Source ->
Gary Bass, a professor at Princeton, has given us a very thoroughly researched and elegantly written history of humanitarianism that goes back to the early 19th century. In the 1820s Byron and other philhellenes agitated for Greek independence from the Ottoman yoke. Arch-realists such as Metternich and Disraeli were afraid it would upset the balance of power in Europe. The Ottoman Empire, in their view, was keeping order among many restless nationalities in the East.

There was another movement for intervention against the Turks in the 1870s. This time it was led by British Prime Minister Gladstone who campaigned to save the Bulgarian Christians from Turkish atrocities. (In fact Tony Blair invoked Gladstone before the invasion of Iraq.) Bass here is very good at showing how the moral impulse to save others can be contaminated with imperialism and racism. The effort to save the Christians turned into a campaign to portray the Turks and Islam as something less than human. Gladstone was inclined to demonize things he knew very little about, a practice that one easily falls into when the enemy is brutal.

Challenge 1 -> In the book review, who led the movement in the 1870s to save the Bulgarian Christians from Turkish atrocities?

Material shown ->
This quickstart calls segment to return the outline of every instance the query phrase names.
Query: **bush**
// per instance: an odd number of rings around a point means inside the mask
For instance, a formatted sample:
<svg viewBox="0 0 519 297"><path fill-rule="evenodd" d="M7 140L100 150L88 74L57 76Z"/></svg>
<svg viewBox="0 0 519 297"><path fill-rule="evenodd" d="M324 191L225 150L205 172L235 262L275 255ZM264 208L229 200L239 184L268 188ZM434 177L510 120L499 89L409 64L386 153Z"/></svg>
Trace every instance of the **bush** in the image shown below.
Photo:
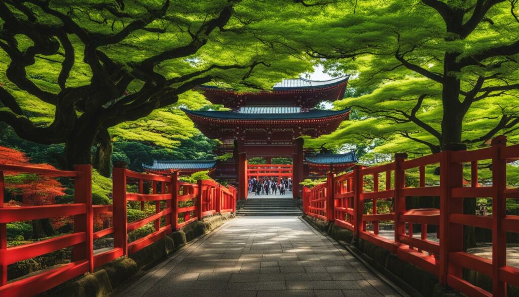
<svg viewBox="0 0 519 297"><path fill-rule="evenodd" d="M147 217L147 215L144 212L137 209L127 209L126 215L128 216L128 223L142 219L145 217ZM136 231L136 230L135 230Z"/></svg>
<svg viewBox="0 0 519 297"><path fill-rule="evenodd" d="M112 201L106 195L97 192L92 192L92 204L96 205L111 204Z"/></svg>
<svg viewBox="0 0 519 297"><path fill-rule="evenodd" d="M56 204L66 204L68 203L74 203L74 195L64 195L63 196L59 196L56 197L54 200L54 202Z"/></svg>
<svg viewBox="0 0 519 297"><path fill-rule="evenodd" d="M179 179L180 179L181 182L184 182L184 183L196 184L197 182L198 182L199 179L201 179L202 180L211 179L211 177L207 174L209 173L209 171L207 170L205 171L199 171L193 173L190 176L181 176L179 178Z"/></svg>
<svg viewBox="0 0 519 297"><path fill-rule="evenodd" d="M141 228L128 233L128 242L135 241L139 238L142 238L148 234L155 231L155 227L153 223L143 226Z"/></svg>
<svg viewBox="0 0 519 297"><path fill-rule="evenodd" d="M22 222L7 224L7 239L23 240L32 236L32 226Z"/></svg>

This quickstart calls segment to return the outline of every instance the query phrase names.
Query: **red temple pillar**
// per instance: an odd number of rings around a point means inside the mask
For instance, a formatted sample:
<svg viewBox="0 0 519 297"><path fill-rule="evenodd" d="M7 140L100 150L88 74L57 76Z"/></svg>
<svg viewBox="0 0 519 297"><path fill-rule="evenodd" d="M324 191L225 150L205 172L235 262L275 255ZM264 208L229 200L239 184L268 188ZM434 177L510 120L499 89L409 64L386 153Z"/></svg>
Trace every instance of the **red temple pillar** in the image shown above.
<svg viewBox="0 0 519 297"><path fill-rule="evenodd" d="M303 187L299 183L303 182L303 138L297 138L294 144L293 168L292 172L292 197L294 199L302 197Z"/></svg>
<svg viewBox="0 0 519 297"><path fill-rule="evenodd" d="M249 192L249 180L247 178L247 154L240 152L238 157L238 198L242 200L247 199Z"/></svg>

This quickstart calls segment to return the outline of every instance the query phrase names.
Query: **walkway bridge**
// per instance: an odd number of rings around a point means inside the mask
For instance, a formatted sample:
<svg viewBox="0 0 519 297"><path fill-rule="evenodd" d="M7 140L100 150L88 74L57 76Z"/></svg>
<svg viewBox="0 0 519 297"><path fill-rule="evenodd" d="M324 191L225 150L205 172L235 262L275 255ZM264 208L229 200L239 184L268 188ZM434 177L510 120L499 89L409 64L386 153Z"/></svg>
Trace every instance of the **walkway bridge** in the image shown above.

Challenge 2 -> List every line of the entries above that contains the word "temple". Case counts.

Task solution 1 -> British Prime Minister Gladstone.

Task solution 2 ->
Query: **red temple pillar**
Trace every instance of the **red temple pillar** in the image shown above.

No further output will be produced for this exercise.